__Alıntılanan Metin__:
+++

Misafir işçilikten göçmen kökenli girişimciliğe
Türk-Alman İşgücü Anlaşması´nın 60. yılını Sosyal Demokrat Parti (SPD) Essen il örgütü iki ayrı etkinlik ile andı. Moderatörlüğü üstlenen Essen Belediye Meclisi SPD Grubu Uyum Politikaları Sözcüsü Caner Aver, Essen´de göçmen girişimciler hakkında verilerin yetersiz olmasından dolayı sistemsel sorun analizi ve çözüm önerilerin eksik olduğunu vurguladı. „Göçmen girişimcilerin ulusal ekonomi, iş piyasası, uyum politikaları ve kentsel gelişim açılarından önemli bir konu. SPD Essen Belediye Meclisi Grubu olarak bu alanı gelecekte daha yoğun gündemimize getirip, üzerinde çalışmalar yürüteceğiz.“ dedi. Essen şehrinde 25.000 şirketin tahminen 7.000´i göçmen ekonomisine ait işletmelerden oluşuyor. İş dünyası, sivil toplum, siyasiler, girişimciler ve konuyla ilgili olan yaklaşık 50 kişinin katıldığı toplantıda ağırlıklı olarak, pandemi dönemindeki küçük ve orta ölçekli girişimcilerin sorunları ile ekonomik kurumların kültürel çeşitliliği oldu.

+++

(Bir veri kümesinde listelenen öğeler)
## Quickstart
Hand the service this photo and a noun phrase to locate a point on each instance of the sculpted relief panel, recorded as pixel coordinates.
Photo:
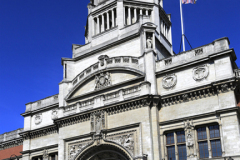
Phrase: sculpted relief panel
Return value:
(169, 81)
(200, 72)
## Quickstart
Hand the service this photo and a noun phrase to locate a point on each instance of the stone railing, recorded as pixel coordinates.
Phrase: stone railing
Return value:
(42, 103)
(110, 62)
(237, 73)
(10, 135)
(194, 54)
(106, 99)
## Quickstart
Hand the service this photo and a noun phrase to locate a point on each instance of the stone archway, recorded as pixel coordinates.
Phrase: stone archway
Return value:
(104, 152)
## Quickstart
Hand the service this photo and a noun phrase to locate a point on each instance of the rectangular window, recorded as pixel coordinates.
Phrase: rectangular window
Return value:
(203, 149)
(182, 152)
(171, 153)
(202, 133)
(214, 131)
(216, 148)
(170, 138)
(180, 136)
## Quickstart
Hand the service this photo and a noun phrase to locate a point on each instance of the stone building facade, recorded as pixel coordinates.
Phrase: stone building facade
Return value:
(126, 96)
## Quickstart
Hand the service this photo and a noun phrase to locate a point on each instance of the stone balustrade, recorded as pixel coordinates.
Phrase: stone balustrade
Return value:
(10, 135)
(194, 54)
(106, 99)
(42, 103)
(132, 62)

+++

__Görevler__:
**A.** Göçmen girişimcilik haberinde Caner Aver, göçmen girişimcilerin hangi açılardan önemli bir konu olduğunu söylüyor? Hepsini sıralayın.
**B.** Göçmen girişimcilik haberini kaldığı yerden sürdürür müsünüz?

__Maddelere Göre Yanıtlar__:
**A.** ulusal ekonomi, iş piyasası, uyum politikaları, kentsel gelişim

**B.**
EKONOMİDE GÖÇMEN GİRİŞİMCİLERİN ÖNEMİ ARTIYORMahmut Karapıçak, selamlama konuşmasında „Ekonomide göçmen girişimcilerin önemi giderek artıyor. İstihdama büyük katkı sağlıyorlar. Ağ kurma ve birbirini daha iyi tanıma açısından gelecekte bu tür etkinliklerin daha fazla yapılmasını umuyorum.“ dedi.
Daha sonra kürsüye gelen Essen SPD İl Başkanı ve KRV Eyalet Meclisi üyesi Frank Müller: „Toplumsal çeşitlilik bizim için bir zenglinktir. Bugün ikinci ve üçüncü nesil girişimci olarak çeşitli branşlarda istihdam sağlıyorlar ve vergilerini veriyorlar. Aralarında birçok başarı öyküsü var. En önemli örnek Özlem Türeci ve Uğur Şahin girişimci çifti olsa da, Essen‘de de bu kadar populär olmayan birçok başarı hikayeleri var.“ şeklinde konuştu.
Daha sonra kürsüye gelen Türkiye ve Uyum Araştırmaları Merkezi Vakfı‘ndan Cem Şentürk Almanya´da 4,8 milyon şirketin 860.000´inin göçmen kökenli girişimciler tarafından işletildiğini, bunların 113.000´i Polonya ve 103.000´i Türkiye kökenli olduğunu dile getirdi. Şentürk’ün verdiği bilgilere göre bu işletmelerin ağırlıklı olarak faaliyet gösterdikleri branşlar ticaret, yapı ve hizmet sektörü olarak öne çıkıyor.
PANDEMİ SANAT VE EĞLENCE SEKTÖRÜNÜ NASIL ETKİLEDİ?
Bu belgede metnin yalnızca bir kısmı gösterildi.